(WHAT TO DO): The records that follow are to be repeated without alteration.

----

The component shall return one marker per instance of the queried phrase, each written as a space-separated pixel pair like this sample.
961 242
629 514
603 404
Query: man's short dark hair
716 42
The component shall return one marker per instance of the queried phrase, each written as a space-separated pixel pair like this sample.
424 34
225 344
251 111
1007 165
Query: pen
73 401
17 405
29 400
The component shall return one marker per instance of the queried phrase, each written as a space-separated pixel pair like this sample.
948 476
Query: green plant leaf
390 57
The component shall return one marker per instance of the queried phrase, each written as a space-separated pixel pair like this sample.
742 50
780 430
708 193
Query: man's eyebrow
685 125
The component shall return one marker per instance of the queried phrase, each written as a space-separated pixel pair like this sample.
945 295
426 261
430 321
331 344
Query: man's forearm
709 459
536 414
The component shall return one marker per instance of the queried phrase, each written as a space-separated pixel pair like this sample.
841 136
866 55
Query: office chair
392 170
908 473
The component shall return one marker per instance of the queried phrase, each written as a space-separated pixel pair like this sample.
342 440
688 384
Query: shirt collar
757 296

----

(RESPONSE TO THE TASK):
The component shall return one marker per instance of the queried phrase, each written as a space-separated pixel pair like this sample.
961 242
629 514
603 404
Query: man's short dark hair
716 42
The component shall return one marker per instance of the queried phrase, each written as a space-separated pixel pair like this sample.
424 34
225 344
251 111
1007 165
Query: pen
73 401
17 405
29 400
The component shall return one marker per instance of the queried phrase, each written as a space-separated pixel pair like this sample.
948 476
Query: green plant leaf
390 57
The component shall return one marker per instance of the queried phrase, each written as a space-separated pixel pair like this sample.
742 50
780 430
708 193
Query: man's eyebrow
685 125
The component shall return one marker per instance of the queried phrase, each written as a space-separated pixel pair like this sample.
945 295
426 261
430 321
331 344
Query: man's forearm
709 459
536 414
The component shall return one marker per instance of the queried phrase, each written as a space-separated pixel pair like this sample.
841 136
866 55
Query: office chair
392 170
908 473
The component shall return one marker per instance of the queried phrase, each written as a space-separated pixel pair like this sample.
342 440
688 384
Query: shirt collar
757 296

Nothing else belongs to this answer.